(Text block):
— START —

WARNING: multiple messages have this Message-ID (diff)

From: Ingo Molnar <mingo@elte.hu>
To: Ulrich Drepper <drepper@redhat.com>
Cc: Arjan van de Ven <arjan@infradead.org>,
	akpm@linux-foundation.org, hugh@veritas.com, linux-mm@kvack.org,
	linux-kernel@vger.kernel.org, briangrant@google.com,
	cgd@google.com, mbligh@google.com,
	Linus Torvalds <torvalds@linux-foundation.org>,
	Thomas Gleixner <tglx@linutronix.de>,
	"H. Peter Anvin" <hpa@zytor.com>
Subject: Re: pthread_create() slow for many threads; also time to revisit 64b context switch optimization?
Date: Wed, 13 Aug 2008 17:10:07 +0200	[thread overview]
Message-ID: <20080813151007.GA8780@elte.hu> (raw)
In-Reply-To: <48A2F157.7000303@redhat.com>

* Ulrich Drepper <drepper@redhat.com> wrote:

> -----BEGIN PGP SIGNED MESSAGE-----
> Hash: SHA1
> 
> Ingo Molnar wrote:
> > not sure exactly what numbers you mean, but there are lots of numbers in 
> > the first mail, attached below. For example:
> 
> I mean numbers indicating that it doesn't hurt performance on any of 
> today's machines.  If there are machines where it makes a difference 
> then we need the flag to indicate the _preference_ for a low stack, as 
> opposed to indicating a _requirement_.

there were a few numbers about that as well, and a test-app. The test 
app is below. The numbers were:

| I measured thread-to-thread context switches on two AMD processors and 
| five Intel procesors.  Tests used the same code with 32b or 64b stack 
| pointers; tests covered varying numbers of threads switched and 
| varying methods of allocating stacks.  Two systems gave 
| indistinguishable performance with 32b or 64b stacks, four gave 5%-10% 
| better performance using 64b stacks, and of the systems I tested, only 
| the P4 microarchitecture x86-64 system gave better performance for 32b 
| stacks, in that case vastly better.  Most systems had thread-to-thread 
| switch costs around 800-1200 cycles.  The P4 microarchitecture system 
| had 32b context switch costs around 3,000 cycles and 64b context 
| switches around 4,800 cycles.

— END —

(Exercise tasks):
(1) In the post on context switch costs, roughly how many cycles did a 64b context switch take on the P4 microarchitecture system?
(2) Please translate this sentence from the post on context switch costs into Spanish: "Most systems had thread-to-thread switch costs around 800-1200 cycles."

(Raw records):

— START —

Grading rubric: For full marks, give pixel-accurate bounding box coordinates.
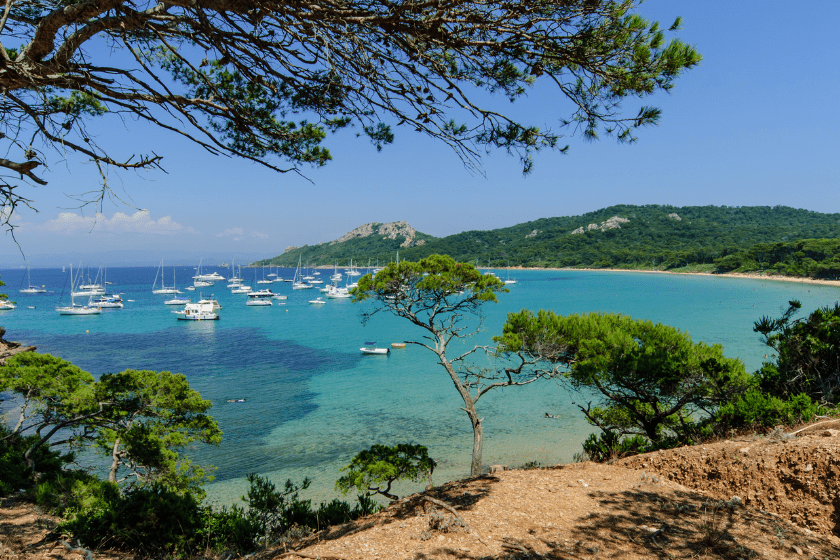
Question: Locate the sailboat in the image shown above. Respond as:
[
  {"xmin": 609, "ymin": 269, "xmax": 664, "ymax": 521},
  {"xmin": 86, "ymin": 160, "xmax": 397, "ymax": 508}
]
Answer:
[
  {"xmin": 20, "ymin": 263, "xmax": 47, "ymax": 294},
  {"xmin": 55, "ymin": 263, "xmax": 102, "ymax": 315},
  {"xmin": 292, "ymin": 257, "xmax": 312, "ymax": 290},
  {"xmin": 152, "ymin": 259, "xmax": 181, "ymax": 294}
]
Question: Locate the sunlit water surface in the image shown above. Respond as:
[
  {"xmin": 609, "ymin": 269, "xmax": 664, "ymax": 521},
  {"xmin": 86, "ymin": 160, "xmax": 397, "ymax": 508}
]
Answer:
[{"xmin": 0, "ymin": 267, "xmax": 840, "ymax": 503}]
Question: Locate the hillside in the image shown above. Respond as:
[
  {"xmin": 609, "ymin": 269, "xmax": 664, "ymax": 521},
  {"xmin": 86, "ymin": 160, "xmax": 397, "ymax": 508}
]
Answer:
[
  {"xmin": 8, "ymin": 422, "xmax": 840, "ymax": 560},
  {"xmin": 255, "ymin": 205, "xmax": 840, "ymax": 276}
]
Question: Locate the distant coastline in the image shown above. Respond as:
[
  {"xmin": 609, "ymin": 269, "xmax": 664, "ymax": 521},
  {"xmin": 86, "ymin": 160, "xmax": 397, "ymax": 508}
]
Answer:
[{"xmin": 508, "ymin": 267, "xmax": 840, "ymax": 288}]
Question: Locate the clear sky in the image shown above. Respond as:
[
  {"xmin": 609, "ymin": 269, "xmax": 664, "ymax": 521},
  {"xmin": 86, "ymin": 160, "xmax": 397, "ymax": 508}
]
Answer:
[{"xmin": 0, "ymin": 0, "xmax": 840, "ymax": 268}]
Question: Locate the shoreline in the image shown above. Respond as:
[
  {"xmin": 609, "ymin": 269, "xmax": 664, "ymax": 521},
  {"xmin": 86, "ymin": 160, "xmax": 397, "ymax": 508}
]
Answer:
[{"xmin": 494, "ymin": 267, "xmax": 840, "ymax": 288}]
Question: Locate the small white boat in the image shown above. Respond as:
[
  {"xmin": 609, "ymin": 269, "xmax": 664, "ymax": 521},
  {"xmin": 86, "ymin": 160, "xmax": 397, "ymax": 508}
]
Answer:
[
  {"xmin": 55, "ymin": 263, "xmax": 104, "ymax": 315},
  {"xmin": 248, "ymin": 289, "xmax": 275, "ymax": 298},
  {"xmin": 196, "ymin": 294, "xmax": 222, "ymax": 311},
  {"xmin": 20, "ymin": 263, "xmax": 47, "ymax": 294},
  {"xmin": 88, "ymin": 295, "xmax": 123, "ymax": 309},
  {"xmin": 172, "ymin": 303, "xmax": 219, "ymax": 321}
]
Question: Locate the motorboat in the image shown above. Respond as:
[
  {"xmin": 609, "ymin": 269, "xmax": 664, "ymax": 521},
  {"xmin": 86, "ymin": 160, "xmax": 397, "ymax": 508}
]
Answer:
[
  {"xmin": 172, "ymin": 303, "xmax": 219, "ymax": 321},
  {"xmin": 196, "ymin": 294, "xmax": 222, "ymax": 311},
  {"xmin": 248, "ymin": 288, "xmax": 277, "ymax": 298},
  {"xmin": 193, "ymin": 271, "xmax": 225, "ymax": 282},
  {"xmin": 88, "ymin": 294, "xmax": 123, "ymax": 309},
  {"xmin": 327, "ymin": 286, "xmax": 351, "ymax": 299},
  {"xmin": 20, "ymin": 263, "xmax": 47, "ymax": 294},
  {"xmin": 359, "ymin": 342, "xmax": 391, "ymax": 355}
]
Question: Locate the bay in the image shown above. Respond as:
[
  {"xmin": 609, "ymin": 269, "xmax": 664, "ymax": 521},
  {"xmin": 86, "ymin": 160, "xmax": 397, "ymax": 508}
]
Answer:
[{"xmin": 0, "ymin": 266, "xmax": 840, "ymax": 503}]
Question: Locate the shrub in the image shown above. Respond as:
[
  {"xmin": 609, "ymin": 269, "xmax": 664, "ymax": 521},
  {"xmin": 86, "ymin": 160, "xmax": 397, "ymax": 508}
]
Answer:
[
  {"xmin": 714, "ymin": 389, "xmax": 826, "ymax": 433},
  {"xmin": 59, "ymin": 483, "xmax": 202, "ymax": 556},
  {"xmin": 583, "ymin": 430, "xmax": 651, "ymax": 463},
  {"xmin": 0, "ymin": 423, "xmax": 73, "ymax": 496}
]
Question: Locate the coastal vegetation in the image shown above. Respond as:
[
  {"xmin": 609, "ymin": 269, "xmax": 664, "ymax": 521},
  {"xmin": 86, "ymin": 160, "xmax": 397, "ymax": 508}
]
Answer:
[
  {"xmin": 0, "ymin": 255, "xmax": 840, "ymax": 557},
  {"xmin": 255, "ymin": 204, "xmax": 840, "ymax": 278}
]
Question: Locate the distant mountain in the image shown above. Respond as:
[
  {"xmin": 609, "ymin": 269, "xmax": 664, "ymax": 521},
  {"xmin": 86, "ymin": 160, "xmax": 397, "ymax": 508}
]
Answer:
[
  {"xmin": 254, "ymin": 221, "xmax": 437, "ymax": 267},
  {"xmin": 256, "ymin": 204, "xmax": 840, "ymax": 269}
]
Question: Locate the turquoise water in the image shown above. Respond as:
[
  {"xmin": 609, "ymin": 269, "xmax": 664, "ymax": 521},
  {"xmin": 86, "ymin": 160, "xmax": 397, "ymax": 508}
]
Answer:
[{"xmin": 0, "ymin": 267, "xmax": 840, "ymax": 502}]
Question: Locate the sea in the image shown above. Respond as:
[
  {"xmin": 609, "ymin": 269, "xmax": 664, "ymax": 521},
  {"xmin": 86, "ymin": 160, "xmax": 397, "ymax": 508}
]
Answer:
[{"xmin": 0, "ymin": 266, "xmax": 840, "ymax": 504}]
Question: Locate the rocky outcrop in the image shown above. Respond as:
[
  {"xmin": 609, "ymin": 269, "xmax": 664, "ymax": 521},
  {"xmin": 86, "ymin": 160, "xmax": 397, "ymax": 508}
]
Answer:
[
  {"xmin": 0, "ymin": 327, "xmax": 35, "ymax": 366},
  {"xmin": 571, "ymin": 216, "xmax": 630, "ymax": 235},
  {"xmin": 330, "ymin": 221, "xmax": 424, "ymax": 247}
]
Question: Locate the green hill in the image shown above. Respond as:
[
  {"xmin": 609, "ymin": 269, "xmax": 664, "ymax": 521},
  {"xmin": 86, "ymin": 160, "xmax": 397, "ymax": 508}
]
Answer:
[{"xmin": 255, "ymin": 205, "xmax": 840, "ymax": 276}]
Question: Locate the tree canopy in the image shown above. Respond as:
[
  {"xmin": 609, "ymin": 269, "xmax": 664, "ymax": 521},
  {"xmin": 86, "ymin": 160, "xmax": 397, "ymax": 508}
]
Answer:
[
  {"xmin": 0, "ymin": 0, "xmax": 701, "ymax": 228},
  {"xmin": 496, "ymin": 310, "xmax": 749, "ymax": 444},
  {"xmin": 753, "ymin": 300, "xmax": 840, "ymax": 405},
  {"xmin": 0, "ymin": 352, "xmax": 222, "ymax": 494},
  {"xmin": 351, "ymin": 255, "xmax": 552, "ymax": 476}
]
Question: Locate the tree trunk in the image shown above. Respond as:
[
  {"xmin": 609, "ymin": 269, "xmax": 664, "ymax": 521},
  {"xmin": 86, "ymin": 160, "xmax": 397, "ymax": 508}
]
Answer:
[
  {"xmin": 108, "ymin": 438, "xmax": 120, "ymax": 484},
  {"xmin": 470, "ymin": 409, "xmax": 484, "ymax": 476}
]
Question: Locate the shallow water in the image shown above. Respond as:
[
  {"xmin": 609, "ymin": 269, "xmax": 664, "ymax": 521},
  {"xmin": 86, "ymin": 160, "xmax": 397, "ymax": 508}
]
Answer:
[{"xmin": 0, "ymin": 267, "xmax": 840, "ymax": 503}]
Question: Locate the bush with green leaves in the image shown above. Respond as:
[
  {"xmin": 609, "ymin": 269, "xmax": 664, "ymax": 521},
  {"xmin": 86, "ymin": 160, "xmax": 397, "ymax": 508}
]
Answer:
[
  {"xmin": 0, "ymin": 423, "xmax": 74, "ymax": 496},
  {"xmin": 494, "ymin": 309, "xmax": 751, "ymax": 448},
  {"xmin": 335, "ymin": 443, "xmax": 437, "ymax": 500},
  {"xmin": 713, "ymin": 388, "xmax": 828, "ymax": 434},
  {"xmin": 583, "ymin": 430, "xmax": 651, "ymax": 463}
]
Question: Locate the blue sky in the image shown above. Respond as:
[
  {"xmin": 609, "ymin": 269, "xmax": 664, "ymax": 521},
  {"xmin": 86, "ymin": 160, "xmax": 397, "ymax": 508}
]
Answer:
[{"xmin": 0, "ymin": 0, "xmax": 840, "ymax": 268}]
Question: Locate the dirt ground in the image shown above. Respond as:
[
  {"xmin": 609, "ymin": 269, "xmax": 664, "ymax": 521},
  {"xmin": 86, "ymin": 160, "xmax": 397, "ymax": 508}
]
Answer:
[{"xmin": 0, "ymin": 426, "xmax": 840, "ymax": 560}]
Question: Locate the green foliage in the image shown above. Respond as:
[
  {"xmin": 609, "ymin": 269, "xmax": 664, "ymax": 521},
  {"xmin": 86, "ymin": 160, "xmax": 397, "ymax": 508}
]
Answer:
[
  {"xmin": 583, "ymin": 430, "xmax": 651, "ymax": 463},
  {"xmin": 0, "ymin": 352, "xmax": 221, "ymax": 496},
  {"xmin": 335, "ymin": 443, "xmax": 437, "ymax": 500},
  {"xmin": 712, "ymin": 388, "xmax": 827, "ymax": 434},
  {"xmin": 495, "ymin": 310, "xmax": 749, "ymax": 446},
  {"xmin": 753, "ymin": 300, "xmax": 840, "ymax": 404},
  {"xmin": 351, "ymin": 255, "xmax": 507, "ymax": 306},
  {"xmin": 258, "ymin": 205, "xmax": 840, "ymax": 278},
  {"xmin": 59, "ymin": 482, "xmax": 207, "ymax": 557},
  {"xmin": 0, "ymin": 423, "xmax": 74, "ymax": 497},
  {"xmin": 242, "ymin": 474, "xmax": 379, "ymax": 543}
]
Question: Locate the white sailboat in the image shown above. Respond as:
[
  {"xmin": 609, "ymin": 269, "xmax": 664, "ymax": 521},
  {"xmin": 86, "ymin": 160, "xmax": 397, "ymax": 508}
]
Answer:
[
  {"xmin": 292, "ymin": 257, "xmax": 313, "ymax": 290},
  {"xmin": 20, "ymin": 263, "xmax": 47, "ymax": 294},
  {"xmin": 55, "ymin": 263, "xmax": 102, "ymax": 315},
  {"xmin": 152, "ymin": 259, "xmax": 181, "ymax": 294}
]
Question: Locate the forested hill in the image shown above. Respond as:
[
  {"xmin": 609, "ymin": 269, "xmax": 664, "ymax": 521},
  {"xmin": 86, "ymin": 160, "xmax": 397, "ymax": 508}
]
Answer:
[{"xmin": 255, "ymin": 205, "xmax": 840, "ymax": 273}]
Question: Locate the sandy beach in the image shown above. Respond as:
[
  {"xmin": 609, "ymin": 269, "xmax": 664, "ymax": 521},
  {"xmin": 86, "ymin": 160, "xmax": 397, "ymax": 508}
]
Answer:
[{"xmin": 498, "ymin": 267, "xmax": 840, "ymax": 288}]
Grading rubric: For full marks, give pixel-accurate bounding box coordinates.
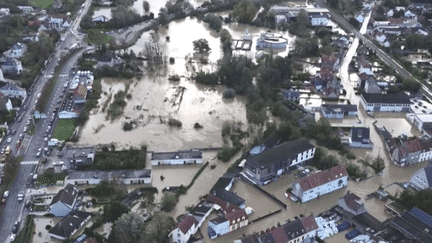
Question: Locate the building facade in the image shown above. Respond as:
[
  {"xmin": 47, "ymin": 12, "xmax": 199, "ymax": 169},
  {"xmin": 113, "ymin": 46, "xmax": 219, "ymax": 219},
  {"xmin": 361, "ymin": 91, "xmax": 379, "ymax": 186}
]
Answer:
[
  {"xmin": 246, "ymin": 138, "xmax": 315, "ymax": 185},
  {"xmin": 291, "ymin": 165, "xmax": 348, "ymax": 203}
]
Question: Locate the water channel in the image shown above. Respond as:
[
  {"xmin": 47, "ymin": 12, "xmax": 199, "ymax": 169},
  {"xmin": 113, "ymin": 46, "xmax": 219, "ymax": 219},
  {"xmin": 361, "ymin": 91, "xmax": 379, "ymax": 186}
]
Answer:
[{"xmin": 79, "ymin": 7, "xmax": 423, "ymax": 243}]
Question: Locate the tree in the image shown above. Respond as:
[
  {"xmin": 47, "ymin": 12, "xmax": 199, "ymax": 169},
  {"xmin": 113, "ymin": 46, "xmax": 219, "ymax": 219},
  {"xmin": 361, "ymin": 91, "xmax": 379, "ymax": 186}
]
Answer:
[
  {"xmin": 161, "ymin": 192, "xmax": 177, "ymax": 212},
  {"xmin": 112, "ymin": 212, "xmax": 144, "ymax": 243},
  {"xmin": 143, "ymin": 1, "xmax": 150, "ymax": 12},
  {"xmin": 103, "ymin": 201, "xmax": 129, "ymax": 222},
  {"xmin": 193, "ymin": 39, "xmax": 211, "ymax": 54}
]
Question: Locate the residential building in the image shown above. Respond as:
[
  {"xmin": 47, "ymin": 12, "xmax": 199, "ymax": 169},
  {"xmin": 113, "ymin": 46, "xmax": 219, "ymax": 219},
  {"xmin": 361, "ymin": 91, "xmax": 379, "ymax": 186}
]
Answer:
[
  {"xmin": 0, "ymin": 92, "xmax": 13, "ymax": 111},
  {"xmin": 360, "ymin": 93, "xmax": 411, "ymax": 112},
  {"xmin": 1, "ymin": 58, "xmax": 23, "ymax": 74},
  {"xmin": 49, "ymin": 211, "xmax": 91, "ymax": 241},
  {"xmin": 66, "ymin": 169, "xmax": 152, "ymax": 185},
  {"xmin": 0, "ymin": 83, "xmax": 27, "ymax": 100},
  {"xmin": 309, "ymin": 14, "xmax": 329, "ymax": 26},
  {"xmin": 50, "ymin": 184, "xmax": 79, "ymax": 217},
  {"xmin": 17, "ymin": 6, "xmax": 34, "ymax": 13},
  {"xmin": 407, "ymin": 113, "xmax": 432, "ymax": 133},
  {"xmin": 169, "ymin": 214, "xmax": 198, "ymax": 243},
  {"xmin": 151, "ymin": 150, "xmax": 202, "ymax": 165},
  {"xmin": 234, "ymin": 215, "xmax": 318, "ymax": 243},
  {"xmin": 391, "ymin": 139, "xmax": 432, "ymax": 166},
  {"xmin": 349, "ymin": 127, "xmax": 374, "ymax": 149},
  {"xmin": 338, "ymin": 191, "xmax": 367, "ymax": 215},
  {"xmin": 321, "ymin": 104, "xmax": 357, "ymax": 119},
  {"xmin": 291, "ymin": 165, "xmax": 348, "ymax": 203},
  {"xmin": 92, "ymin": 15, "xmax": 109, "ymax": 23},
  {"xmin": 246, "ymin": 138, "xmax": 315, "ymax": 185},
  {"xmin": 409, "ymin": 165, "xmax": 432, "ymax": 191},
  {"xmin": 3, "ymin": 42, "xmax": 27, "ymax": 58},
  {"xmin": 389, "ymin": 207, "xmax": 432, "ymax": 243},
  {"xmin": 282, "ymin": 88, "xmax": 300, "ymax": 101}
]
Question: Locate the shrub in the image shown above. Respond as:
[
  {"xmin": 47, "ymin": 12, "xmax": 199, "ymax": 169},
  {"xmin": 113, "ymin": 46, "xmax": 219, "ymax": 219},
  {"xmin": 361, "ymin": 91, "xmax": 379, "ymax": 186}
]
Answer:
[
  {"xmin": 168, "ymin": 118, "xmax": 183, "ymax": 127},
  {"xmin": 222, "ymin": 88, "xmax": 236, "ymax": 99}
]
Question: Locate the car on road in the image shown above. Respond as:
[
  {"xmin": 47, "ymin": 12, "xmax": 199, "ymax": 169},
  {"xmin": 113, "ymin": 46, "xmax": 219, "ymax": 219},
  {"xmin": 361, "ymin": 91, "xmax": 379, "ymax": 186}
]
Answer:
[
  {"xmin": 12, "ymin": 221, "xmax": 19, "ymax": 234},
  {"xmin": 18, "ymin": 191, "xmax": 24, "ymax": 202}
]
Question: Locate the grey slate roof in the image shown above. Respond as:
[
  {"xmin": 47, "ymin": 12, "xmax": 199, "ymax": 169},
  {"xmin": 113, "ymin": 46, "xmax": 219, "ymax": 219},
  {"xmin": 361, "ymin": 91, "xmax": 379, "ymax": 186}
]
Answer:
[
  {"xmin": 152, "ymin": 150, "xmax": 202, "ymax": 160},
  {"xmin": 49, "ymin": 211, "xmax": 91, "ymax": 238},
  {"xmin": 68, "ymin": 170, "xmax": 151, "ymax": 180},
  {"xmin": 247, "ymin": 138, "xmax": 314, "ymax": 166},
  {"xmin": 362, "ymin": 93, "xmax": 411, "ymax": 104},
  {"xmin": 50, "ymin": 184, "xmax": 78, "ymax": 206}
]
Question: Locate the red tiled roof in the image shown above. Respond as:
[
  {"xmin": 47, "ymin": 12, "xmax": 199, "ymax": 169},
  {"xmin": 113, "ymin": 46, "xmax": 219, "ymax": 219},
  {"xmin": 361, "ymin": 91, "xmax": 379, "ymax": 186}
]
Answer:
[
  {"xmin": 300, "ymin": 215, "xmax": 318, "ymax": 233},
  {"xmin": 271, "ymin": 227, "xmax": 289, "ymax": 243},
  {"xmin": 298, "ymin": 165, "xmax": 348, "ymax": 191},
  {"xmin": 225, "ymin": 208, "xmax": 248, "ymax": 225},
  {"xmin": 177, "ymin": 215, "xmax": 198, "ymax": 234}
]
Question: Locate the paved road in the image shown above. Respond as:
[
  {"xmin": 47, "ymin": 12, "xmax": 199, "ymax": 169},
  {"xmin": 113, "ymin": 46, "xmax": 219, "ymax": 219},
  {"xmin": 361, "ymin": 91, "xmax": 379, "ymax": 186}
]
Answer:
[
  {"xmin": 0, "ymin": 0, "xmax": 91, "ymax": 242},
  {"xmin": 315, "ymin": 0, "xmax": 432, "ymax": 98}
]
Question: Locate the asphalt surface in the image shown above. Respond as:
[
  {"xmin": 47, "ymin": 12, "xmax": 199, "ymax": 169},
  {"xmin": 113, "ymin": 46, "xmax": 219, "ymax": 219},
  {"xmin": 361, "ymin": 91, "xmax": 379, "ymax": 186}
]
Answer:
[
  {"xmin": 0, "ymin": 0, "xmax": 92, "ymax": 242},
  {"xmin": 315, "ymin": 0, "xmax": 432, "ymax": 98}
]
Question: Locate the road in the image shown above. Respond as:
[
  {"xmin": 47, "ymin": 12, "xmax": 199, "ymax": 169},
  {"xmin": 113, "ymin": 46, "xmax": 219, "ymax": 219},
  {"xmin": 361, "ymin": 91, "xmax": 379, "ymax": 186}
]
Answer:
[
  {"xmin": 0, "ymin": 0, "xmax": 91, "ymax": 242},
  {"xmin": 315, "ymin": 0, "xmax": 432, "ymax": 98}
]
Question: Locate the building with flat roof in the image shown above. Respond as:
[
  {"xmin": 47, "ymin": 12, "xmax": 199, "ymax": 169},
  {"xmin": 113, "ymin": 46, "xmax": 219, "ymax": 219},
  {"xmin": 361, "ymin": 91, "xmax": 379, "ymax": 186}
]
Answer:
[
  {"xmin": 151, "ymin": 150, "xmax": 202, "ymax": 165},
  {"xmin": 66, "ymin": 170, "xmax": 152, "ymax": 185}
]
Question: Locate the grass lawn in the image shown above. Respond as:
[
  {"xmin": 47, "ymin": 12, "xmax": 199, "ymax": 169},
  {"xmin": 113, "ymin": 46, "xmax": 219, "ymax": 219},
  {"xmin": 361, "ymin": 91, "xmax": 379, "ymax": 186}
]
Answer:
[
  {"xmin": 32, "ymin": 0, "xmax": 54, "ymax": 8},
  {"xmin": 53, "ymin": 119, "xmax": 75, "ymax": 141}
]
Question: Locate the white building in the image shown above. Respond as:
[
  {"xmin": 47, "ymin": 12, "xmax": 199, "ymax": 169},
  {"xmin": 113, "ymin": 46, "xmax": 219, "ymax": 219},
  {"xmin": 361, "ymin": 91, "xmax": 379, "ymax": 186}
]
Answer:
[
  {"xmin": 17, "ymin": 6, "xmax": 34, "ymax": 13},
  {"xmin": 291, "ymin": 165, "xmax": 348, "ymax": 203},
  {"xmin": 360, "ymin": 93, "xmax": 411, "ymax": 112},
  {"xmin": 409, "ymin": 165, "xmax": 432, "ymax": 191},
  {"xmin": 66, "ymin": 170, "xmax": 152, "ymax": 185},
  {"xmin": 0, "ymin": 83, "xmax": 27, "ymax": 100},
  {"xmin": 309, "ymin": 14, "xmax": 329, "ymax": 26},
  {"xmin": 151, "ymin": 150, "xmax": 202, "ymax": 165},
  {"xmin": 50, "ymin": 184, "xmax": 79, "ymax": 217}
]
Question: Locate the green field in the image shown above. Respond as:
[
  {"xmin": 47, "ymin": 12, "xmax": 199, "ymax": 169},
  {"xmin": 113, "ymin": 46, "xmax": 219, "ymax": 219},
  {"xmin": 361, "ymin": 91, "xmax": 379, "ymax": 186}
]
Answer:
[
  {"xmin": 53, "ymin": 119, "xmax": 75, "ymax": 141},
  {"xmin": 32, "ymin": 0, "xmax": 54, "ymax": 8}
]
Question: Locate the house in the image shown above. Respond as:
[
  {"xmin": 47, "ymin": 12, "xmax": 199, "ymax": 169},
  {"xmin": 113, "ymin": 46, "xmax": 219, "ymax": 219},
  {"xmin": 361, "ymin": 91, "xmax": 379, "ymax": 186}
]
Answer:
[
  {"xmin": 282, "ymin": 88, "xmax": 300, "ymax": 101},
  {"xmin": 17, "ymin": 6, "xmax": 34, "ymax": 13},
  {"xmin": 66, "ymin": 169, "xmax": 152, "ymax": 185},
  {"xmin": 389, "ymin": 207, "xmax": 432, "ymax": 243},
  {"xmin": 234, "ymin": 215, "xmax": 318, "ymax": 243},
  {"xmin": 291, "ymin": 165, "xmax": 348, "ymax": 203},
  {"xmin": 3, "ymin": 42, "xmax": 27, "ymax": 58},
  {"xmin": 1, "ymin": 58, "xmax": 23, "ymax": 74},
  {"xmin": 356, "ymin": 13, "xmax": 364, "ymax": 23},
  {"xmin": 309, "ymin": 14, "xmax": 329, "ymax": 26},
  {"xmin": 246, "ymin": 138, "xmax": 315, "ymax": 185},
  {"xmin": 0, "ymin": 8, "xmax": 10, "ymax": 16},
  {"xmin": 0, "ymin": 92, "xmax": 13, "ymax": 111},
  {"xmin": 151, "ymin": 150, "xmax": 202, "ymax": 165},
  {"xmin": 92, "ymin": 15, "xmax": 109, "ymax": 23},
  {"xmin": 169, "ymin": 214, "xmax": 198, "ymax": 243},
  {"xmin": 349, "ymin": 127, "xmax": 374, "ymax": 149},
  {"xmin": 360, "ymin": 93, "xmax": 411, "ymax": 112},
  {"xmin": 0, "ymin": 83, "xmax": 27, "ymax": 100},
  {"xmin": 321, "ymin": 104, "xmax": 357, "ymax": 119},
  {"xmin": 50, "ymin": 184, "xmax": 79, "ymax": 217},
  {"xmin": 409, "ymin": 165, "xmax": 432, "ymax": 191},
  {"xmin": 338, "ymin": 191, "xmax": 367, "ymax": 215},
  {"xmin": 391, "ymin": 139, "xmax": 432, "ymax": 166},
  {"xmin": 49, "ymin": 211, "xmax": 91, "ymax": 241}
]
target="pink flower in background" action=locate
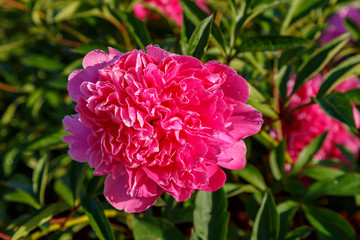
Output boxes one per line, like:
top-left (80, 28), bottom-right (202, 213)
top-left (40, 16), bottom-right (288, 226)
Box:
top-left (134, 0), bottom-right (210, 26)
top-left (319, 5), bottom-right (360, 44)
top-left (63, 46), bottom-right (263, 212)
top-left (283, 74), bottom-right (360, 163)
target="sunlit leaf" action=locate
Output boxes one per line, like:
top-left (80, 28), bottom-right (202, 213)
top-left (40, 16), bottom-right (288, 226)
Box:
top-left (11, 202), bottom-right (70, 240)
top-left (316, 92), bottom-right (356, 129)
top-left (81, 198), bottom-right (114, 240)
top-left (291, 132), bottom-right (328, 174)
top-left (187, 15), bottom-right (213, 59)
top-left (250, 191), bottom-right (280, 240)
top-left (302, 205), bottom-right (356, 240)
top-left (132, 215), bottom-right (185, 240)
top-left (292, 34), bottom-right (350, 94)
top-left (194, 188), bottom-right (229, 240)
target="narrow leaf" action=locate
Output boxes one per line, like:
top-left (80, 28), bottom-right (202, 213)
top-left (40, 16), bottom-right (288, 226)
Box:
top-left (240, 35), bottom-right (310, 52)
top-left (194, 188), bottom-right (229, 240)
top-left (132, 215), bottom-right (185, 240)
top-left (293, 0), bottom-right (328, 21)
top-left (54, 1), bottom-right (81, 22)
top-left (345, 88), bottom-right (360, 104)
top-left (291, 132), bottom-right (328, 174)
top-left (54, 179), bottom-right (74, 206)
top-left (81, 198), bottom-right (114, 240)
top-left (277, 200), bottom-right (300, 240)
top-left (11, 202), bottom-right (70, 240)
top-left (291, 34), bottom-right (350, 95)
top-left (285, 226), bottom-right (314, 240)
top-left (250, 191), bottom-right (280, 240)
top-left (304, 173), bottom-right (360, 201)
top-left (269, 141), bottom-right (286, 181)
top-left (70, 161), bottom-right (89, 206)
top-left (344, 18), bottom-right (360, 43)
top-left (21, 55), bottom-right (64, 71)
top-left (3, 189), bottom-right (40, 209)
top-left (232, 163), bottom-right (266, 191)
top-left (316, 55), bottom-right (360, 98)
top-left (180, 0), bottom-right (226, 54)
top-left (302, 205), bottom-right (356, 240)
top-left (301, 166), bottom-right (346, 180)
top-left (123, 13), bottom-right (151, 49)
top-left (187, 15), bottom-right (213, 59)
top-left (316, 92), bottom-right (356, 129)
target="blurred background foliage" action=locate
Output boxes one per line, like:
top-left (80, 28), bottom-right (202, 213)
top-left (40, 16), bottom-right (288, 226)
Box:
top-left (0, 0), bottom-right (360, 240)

— END —

(Responses for each task):
(1) Around 4,800 cycles.

(2) La mayoría de los sistemas tenían costos de cambio de hilo a hilo de alrededor de 800-1200 ciclos.